■ Фрагмент текста ■
>>>>
А. Тэвдой-Бурмули - В 90
―
е годы для них мало что сделать можно было.
С. Сорокина
―
Максимум расселяли в каких-нибудь заброшенных пансионатах.
Е. Филиппова
―
В нежилых помещениях.
С. Сорокина
―
Но дело в том, что это все-таки люди, так скажем, мало отличающиеся от нас.
А. Тэвдой-Бурмули
―
В социокультурном плане свои люди были.
В. Зорин
―
А беженцы сейчас с юго-востока Украины тоже миллион человек в общей сложности. Ромодановский называет цифру миллион человек.
Ю. Кобаладзе
―
Пишет слушательница: я малоимущая пенсионерка, меня где-нибудь в Европе примут мигрантом?
В. Зорин
―
Есть она будет политический беженец.
С. Сорокина
―
Кстати, вопрос, который задает Анна: наплыв мигрантов в перспективе не приведет к исламизации ЕС?
А. Тэвдой-Бурмули
―
Это вопрос риторический. Исламизация конечно слово очень неаккуратное. Опасное. Но в целом там конечно увеличивается диаспора, исповедующая ислам. И это создает некую проблему, потому что люди, которые приезжают, считают, что являются гражданами, получили права гражданства, они могут выражать и придерживаться своих культурных обычаев. И это проблема.
С. Сорокина
―
Евгений из Екатеринбурга: «Вчера приехал из Италии. Новости слышал, но в общении с итальянцами главная тема жалоб связана с экономикой. И это Италия, через которую в том числе транзитом едут на север. Там по поводу миграции нет паники».
Е. Филиппова
―
Во Франции тоже нет.
<<<<
■ Исходные данные ■
>>>>
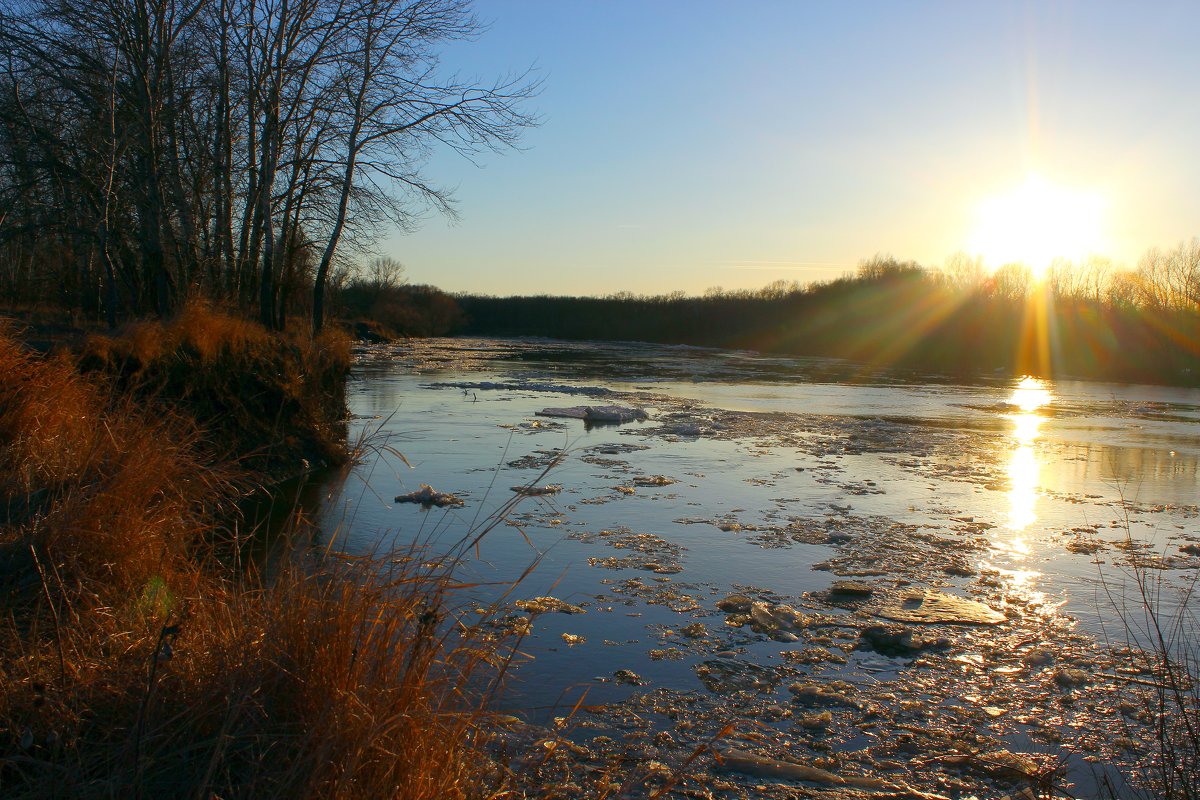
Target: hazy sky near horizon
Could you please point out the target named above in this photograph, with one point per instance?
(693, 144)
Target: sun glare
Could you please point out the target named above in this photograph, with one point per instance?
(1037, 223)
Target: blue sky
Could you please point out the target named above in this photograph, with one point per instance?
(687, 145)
<<<<
>>>>
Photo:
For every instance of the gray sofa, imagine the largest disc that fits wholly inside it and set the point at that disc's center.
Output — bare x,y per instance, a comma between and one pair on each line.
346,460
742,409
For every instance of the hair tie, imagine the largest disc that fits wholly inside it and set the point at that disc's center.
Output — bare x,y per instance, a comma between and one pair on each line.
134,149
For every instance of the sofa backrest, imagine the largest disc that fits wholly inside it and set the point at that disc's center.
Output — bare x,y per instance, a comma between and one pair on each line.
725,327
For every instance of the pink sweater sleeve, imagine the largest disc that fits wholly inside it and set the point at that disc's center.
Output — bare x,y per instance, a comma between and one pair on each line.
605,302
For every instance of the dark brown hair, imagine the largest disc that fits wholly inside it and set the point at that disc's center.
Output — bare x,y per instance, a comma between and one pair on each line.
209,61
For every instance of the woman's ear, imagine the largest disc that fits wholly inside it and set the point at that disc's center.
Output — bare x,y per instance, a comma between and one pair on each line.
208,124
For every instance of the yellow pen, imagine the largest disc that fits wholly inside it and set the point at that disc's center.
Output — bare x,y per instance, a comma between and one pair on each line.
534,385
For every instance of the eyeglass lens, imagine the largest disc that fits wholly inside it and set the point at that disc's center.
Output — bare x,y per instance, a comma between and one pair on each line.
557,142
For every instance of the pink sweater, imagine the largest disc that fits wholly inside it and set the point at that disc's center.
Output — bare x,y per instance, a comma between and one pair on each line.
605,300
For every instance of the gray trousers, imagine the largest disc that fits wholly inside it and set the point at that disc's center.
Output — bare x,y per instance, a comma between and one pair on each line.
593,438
<<<<
>>>>
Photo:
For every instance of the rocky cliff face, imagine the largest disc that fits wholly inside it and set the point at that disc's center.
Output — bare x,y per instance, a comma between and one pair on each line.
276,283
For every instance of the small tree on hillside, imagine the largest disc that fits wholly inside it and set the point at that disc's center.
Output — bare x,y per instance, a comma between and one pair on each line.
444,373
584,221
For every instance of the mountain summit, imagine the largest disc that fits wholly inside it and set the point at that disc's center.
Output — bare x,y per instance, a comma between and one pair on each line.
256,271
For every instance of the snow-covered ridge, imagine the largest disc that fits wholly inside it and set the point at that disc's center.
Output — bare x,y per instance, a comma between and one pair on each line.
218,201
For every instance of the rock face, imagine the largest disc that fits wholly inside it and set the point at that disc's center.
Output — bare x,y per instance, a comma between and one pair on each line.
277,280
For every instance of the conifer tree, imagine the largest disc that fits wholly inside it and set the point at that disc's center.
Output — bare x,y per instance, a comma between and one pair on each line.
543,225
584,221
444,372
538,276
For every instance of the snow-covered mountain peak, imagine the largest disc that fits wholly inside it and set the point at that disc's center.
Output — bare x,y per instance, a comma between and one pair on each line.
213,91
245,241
<<<<
■ Задания ■
(1) Перепишите фрагмент беседы о мигрантах от «Ю. Кобаладзе» до «И это проблема.», заменив «диаспора» на «община».
(2) Согласуются ли с фрагментом беседы о мигрантах следующие утверждения? (a) По словам Евгения из Екатеринбурга, в Италии нет паники по поводу миграции. (b) Тэвдой-Бурмули считает слово «исламизация» точным. (c) Ромодановский называет цифру в два миллиона беженцев. Для каждого ответьте «да» или «нет» и приведите решающие слова текста.

■ Ответы ■
(1)
Ю. Кобаладзе
―
Пишет слушательница: я малоимущая пенсионерка, меня где-нибудь в Европе примут мигрантом?
В. Зорин
―
Есть она будет политический беженец.
С. Сорокина
―
Кстати, вопрос, который задает Анна: наплыв мигрантов в перспективе не приведет к исламизации ЕС?
А. Тэвдой-Бурмули
―
Это вопрос риторический. Исламизация конечно слово очень неаккуратное. Опасное. Но в целом там конечно увеличивается община, исповедующая ислам. И это создает некую проблему, потому что люди, которые приезжают, считают, что являются гражданами, получили права гражданства, они могут выражать и придерживаться своих культурных обычаев. И это проблема.

(2)
(a) Да: «Там по поводу миграции нет паники».
(b) Нет: «Исламизация конечно слово очень неаккуратное».
(c) Нет: «Ромодановский называет цифру миллион человек».